▸ **To-do item**
How many lines of the entries contain the word "approximate" when matching is case-sensitive? Reply with the number alone.

▸ **Stored data**

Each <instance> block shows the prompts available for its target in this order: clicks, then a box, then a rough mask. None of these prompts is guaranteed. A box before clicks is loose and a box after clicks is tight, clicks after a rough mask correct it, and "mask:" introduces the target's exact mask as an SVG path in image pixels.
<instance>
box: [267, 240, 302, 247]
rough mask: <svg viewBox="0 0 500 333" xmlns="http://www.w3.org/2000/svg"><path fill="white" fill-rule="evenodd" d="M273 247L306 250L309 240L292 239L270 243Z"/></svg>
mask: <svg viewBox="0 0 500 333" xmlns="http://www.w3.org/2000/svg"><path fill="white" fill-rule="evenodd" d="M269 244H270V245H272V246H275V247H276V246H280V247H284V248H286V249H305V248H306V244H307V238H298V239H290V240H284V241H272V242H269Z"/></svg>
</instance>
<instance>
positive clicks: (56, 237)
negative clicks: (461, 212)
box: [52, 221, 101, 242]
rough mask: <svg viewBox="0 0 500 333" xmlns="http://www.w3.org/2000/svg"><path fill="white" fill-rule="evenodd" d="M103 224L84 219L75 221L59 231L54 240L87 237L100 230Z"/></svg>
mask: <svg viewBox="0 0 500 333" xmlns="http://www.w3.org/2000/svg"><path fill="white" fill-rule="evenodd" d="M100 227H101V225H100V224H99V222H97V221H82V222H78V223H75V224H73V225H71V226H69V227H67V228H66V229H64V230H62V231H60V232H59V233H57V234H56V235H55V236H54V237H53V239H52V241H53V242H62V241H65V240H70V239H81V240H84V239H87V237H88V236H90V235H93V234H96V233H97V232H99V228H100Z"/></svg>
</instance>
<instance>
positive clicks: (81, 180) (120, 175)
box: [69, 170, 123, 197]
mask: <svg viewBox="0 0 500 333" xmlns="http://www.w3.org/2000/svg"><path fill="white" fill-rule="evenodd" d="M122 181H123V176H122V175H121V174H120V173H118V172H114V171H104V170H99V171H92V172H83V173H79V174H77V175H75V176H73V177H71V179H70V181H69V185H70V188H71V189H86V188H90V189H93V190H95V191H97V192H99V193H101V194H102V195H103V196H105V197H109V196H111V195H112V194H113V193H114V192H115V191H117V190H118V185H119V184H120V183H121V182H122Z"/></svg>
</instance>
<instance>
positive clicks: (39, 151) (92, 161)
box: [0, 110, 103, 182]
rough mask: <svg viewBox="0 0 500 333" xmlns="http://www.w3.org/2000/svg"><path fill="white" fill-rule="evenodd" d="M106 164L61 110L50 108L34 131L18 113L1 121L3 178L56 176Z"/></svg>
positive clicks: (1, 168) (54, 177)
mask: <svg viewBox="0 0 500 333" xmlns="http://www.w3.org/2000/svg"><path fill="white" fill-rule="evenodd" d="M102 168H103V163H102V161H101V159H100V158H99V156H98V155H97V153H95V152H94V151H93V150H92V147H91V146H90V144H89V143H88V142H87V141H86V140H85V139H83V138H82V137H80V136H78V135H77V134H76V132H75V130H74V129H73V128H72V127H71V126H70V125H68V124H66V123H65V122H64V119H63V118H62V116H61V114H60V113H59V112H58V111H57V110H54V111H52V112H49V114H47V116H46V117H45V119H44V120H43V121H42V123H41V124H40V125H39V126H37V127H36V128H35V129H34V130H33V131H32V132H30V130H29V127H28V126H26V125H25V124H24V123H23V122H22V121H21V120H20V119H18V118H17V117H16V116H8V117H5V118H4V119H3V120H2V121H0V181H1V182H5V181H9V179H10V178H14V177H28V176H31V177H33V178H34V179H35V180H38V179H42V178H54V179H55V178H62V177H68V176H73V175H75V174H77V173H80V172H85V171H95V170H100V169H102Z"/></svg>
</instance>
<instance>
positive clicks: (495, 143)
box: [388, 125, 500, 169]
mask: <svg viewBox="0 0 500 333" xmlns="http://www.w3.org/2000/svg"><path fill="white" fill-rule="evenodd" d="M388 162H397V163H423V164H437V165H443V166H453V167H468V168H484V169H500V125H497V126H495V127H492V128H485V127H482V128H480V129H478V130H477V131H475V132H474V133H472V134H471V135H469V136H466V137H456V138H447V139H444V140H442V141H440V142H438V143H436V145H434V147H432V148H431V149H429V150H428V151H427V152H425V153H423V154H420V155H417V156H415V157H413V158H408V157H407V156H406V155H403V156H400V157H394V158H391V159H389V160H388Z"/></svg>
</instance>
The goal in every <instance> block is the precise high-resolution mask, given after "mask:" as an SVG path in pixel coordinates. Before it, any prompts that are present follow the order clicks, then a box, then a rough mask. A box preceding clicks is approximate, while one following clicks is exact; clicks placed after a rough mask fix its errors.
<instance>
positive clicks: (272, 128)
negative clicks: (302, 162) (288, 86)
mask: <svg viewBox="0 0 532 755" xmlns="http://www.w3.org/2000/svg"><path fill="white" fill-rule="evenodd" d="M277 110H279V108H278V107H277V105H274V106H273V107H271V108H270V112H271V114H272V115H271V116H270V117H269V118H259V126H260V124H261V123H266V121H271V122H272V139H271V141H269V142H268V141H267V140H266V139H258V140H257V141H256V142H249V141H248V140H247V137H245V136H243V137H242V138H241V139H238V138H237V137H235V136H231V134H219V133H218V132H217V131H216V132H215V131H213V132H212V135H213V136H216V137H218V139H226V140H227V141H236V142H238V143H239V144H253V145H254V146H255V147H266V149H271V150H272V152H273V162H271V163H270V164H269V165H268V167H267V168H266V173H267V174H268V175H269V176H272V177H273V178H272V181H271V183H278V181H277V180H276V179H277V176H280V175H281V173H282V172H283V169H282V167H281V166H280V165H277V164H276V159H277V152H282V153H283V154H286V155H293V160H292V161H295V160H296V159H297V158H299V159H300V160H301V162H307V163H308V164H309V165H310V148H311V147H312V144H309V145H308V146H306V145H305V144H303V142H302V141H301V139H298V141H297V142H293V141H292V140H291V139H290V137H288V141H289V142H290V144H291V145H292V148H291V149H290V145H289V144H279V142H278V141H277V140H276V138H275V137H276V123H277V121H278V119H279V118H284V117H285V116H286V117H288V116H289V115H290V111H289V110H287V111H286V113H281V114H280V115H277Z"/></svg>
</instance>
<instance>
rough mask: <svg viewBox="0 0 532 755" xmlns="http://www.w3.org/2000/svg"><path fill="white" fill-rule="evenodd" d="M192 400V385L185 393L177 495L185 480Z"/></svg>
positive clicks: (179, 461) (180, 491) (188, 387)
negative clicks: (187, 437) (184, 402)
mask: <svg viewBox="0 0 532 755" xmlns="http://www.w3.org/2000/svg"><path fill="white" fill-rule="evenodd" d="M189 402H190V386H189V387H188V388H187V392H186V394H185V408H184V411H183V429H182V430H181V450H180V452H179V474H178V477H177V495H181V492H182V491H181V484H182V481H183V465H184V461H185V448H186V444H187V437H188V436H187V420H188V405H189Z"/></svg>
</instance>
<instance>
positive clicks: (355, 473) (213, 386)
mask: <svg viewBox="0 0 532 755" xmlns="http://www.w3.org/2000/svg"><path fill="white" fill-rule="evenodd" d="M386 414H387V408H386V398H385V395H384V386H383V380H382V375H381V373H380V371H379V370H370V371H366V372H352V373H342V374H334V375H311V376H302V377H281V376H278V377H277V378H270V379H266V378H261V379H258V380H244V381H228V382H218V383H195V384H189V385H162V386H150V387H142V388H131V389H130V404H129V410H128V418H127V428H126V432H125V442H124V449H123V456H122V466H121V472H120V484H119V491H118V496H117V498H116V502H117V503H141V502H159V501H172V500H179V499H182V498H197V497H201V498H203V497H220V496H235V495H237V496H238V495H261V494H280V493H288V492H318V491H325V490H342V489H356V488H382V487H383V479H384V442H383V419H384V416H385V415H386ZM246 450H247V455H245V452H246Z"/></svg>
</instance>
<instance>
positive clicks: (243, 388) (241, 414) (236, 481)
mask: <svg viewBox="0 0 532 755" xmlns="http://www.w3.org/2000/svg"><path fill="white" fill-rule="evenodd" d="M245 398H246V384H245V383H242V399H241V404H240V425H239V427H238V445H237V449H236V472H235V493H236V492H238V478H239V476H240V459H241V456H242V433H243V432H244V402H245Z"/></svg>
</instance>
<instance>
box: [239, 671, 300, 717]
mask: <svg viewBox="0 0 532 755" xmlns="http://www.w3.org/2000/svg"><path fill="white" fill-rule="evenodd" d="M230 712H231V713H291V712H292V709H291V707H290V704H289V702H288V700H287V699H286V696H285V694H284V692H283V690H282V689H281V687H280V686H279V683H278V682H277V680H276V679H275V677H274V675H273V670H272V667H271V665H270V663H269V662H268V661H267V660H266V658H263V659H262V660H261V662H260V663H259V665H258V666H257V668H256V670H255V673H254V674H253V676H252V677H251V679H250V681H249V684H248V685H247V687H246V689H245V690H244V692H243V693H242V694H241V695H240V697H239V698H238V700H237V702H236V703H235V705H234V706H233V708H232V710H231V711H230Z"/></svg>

---

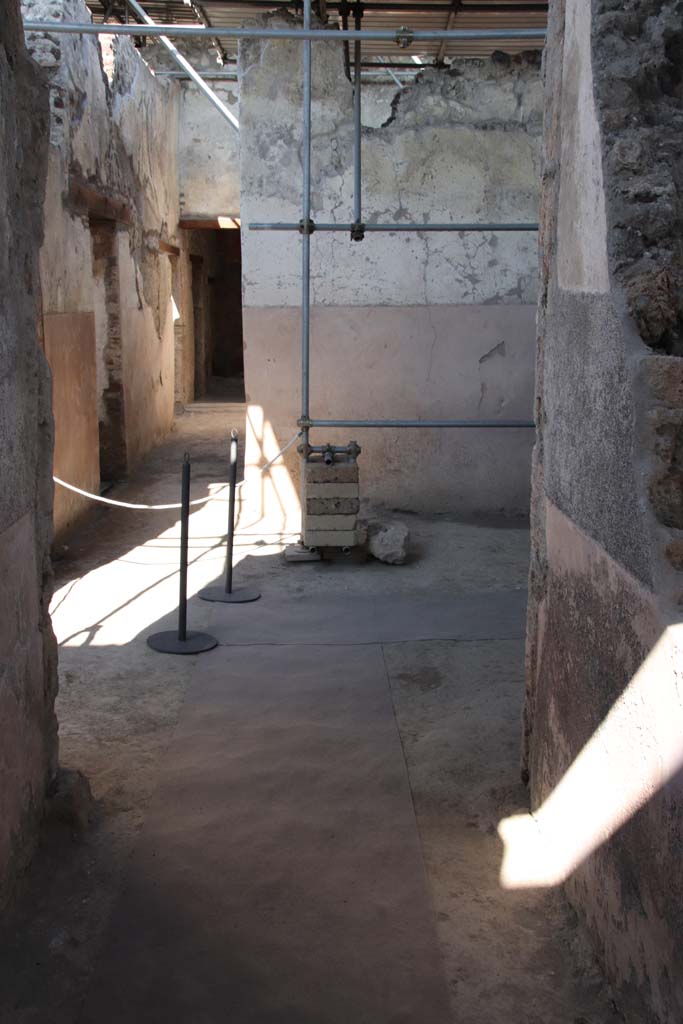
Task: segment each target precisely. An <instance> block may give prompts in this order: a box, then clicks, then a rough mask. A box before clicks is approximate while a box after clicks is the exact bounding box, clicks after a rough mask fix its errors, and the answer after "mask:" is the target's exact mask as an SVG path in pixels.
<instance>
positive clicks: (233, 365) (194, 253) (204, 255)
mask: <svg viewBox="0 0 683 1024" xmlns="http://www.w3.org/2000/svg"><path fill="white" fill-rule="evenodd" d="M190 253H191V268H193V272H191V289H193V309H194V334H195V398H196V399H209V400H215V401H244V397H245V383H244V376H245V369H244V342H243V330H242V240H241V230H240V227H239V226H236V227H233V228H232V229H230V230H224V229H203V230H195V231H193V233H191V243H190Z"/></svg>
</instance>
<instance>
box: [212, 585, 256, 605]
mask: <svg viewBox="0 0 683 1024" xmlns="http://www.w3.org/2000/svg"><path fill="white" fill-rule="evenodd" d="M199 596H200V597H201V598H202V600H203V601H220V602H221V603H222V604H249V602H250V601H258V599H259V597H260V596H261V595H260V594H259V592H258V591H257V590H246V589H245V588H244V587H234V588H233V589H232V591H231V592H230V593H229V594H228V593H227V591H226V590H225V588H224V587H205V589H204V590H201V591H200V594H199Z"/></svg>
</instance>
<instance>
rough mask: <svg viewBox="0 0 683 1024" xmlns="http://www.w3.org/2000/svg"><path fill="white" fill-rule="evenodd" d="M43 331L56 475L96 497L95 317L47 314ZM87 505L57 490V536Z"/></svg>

▸ **Exercise output**
2